Arbeitsauftrag A: Gib den Abschnitt des ausgewählten Textes erneut wieder, beginnend mit „Seit den späten“ und weiter bis einschließlich „anstatt einfühlsamer Achtsamkeit).“. Ersetze dabei „Psychiatrie“ durch „Medizin“.
Arbeitsauftrag B: Übertrage diesen Satz aus dem ausgewählten Text ins Englische: „Seit den späten 1980er Jahren beobachte ich ein Zunehmen dieser besonderen Art von Verletzung der gesetzlich vorgeschriebenen Fürsorgepflicht des Arbeitgebers.“

Gut, dass Gewerkschaft und Ärztekammer auf die in einem „Forderungspapier der Wirtschaft“ angeregten Gesundheits-Überprüfungsrechte der Arbeitgeber (https://orf.at/stories/3147246/) sofort Bedenken geäußert haben. Denn wenn auch der dazu als Begründung angeführte Verdacht, es würde jemand „krank feiern“, gelegentlich zutreffen mag, so drängt sich doch die Erinnerung an die sogenannten „asozialen Frauen“ auf, die in der NS-Zeit vielfach im KZ gelandet sind, weil sie z. B. an einem heißen Sommertag lieber an die Alte Donau gegangen waren als „in die Arbeit“ (nachzulesen im Beitrag der Historikerin und Psychotherapeutin Gertrud Baumgartner in meinem Buch „Menschenjagd — Vom Recht auf Strafverfolgung“).

In der zitierten Meldung werden Arbeitsunfälle, Berufskrankheiten und sonstige Berufsunfähigkeit angeführt. Nun gibt es aber auch  Gesundheitsbeschädigungen, die durch Umstände am Arbeitsplatz hervorgerufen werden, und da meine ich nicht nur das neuerdings international als Krankheit anerkannte Burn-out durch Überforderungen (oder Bore-out durch Unterforderung) oder gezieltes Mobbing um – zwar korrekt agierende aber subjektiv störende – Arbeitskräfte (egal welcher Hierarchiestufe) los zu werden. Ich meine die Gesundheitsschäden, die durch toxische Interaktionen wie vom Arbeitgeber initiierte „Vorladungen zum Psychiater“ hervorgerufen werden.

Seit den späten 1980er Jahren beobachte ich ein Zunehmen dieser besonderen Art von Verletzung der gesetzlich vorgeschriebenen Fürsorgepflicht des Arbeitgebers. Statt ein offenes Mitarbeitergespräch zu führen und eigene Ressentiments, objektive Verdachtsmomente oder Anschuldigungen zu klären (was zugegebenermaßen schwierig ist wenn man nicht von Wohlwollen erfüllt ist), wird die „auffällig gewordene“ Person zur „Klärung ihrer psychischen Befindlichkeit“ an das System Psychiatrie wegdelegiert (statt dass man die aktuelle eigene Befindlichkeit überprüft) und erlebt dort meist noch einmal das Gleiche (offenes Misstrauen anstatt einfühlsamer Achtsamkeit).

Der österreichisch-amerikanische Sozialphilosoph und katholische Priester Ivan Illich (1926–2002) beschrieb als erster das Phänomen der „iatrogenen“ — d. h. durch ärztliche Diagnosen wie auch Behandlungen entstandenen — Krankheiten (in „Die Nemesis der Medizin“). Die mentalen Einstellungen und die diese widerspiegelnde Sprache von Angehörigen von „Gesundheitsberufen“ hatte er dabei – noch – nicht im Sinn. Achtsamkeit war zu seinen Lebzeiten ja noch kein Thema – heute beginnen Schulungen dazu modern zu werden, und das aus gutem Grund. Meist sind solche mentale Gewalttäter aber kritikunverträglich was ihr eigenes Sozialverhalten betrifft (und betonen statt dessen ihre Wissenskompetenzen) und pflegen bei Protest gegen ihr respektloses Verhalten aggressiv oder noch demütigender zu reagieren, beides Versuche, den sozialen Abstand zu anderen zu vergrößern um sich diese damit vom Leibe zu halten.

Salutogenese (d. h. Gesundheitsförderung) sieht anders aus.

Gegebene Angaben:
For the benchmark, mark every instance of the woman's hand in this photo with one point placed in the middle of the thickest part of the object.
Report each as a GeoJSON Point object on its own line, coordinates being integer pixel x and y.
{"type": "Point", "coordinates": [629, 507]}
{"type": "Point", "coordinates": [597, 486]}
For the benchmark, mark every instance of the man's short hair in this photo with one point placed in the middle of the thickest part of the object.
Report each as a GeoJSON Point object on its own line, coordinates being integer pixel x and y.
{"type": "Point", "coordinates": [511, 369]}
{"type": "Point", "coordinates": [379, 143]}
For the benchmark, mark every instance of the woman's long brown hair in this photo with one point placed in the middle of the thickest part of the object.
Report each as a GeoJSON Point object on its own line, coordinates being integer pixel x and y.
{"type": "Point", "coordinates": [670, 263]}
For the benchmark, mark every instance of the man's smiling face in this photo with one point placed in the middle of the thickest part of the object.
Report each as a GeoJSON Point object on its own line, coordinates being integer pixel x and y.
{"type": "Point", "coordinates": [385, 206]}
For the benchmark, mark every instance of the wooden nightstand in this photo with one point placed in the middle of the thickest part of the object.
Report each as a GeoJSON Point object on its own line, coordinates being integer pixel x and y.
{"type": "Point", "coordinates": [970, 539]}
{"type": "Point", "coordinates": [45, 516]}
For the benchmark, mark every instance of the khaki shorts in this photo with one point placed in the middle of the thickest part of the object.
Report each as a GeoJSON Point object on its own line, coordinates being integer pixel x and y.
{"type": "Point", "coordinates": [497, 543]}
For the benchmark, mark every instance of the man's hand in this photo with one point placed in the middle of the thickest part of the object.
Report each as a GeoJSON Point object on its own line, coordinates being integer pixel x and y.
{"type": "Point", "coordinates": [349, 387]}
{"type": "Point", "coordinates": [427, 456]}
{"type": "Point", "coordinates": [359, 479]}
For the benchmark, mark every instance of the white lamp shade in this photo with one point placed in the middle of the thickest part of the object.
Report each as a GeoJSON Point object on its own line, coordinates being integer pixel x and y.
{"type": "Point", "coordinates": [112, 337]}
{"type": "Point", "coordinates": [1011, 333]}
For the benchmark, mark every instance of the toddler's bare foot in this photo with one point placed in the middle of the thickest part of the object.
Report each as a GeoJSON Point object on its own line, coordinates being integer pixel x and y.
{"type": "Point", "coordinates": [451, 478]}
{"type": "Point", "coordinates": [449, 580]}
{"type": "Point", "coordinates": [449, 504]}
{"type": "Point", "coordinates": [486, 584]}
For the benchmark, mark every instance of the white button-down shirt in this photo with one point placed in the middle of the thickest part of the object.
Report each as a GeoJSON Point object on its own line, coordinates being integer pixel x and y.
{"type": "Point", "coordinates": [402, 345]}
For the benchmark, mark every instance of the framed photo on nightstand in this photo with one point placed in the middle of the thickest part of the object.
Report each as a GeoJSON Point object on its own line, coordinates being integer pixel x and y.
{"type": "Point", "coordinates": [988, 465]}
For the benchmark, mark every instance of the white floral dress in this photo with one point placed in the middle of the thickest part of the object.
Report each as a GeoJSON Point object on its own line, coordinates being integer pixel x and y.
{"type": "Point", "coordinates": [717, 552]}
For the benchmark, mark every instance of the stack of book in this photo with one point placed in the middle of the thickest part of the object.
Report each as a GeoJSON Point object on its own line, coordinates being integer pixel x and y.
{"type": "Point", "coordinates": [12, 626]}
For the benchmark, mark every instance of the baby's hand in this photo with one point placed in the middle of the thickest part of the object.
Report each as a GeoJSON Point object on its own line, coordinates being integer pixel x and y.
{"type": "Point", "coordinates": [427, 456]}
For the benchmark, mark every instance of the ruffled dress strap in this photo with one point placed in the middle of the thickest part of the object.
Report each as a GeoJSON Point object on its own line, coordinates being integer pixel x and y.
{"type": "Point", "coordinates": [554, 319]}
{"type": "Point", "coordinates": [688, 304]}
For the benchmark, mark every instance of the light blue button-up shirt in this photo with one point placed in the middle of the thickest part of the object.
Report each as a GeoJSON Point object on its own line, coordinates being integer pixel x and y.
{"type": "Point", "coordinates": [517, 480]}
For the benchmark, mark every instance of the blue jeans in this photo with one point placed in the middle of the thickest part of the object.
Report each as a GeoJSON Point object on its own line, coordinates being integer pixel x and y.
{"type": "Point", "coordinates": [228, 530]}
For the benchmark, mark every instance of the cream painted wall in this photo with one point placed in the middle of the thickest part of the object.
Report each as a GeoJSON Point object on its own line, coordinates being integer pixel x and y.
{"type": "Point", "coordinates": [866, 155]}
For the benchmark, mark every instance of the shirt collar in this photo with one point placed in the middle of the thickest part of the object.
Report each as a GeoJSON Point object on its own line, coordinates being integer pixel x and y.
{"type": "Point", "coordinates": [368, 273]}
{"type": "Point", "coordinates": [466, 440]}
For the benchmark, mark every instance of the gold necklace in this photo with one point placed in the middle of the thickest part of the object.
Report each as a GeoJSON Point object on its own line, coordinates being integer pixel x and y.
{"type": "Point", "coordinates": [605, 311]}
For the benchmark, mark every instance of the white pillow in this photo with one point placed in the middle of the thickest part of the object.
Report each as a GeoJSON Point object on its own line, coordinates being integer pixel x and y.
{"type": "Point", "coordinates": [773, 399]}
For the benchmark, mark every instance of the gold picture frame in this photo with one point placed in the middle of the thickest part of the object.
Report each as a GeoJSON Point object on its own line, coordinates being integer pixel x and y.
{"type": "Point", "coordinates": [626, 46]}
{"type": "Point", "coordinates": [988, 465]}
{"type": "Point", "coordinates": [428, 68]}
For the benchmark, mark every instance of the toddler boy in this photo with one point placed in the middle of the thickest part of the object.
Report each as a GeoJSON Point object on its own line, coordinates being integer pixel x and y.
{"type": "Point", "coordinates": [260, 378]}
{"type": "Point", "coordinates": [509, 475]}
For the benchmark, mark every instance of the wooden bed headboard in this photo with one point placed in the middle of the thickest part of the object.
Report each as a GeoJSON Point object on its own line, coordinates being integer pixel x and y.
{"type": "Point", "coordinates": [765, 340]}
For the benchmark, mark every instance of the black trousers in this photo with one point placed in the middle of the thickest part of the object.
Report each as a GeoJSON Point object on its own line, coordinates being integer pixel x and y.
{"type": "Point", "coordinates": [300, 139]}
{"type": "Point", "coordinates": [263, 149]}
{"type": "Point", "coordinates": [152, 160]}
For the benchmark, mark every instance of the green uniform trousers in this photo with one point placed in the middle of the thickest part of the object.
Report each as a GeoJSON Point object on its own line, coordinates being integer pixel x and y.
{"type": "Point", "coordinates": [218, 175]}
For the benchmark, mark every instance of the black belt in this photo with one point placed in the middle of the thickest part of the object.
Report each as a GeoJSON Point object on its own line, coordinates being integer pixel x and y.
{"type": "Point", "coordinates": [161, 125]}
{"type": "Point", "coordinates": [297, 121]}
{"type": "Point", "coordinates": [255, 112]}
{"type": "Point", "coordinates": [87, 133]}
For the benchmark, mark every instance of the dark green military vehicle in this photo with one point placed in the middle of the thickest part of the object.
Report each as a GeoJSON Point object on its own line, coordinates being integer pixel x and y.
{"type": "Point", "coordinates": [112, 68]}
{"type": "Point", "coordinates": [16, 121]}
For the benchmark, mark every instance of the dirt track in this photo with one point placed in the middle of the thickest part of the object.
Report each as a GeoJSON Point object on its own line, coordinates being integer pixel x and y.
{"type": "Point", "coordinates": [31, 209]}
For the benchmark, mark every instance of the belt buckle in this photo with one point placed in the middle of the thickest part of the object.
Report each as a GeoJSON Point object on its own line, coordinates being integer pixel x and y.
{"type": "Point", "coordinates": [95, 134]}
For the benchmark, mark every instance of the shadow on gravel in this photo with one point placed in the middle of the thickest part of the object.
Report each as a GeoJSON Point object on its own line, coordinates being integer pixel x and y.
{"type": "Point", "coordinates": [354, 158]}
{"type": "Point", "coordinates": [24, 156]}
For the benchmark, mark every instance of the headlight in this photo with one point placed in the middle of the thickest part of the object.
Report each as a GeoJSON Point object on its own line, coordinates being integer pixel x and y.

Lösung A:
Seit den späten 1980er Jahren beobachte ich ein Zunehmen dieser besonderen Art von Verletzung der gesetzlich vorgeschriebenen Fürsorgepflicht des Arbeitgebers. Statt ein offenes Mitarbeitergespräch zu führen und eigene Ressentiments, objektive Verdachtsmomente oder Anschuldigungen zu klären (was zugegebenermaßen schwierig ist wenn man nicht von Wohlwollen erfüllt ist), wird die „auffällig gewordene“ Person zur „Klärung ihrer psychischen Befindlichkeit“ an das System Medizin wegdelegiert (statt dass man die aktuelle eigene Befindlichkeit überprüft) und erlebt dort meist noch einmal das Gleiche (offenes Misstrauen anstatt einfühlsamer Achtsamkeit).

Lösung B: Since the late 1980s, I have observed an increase in this particular kind of violation of the employer's legally mandated duty of care.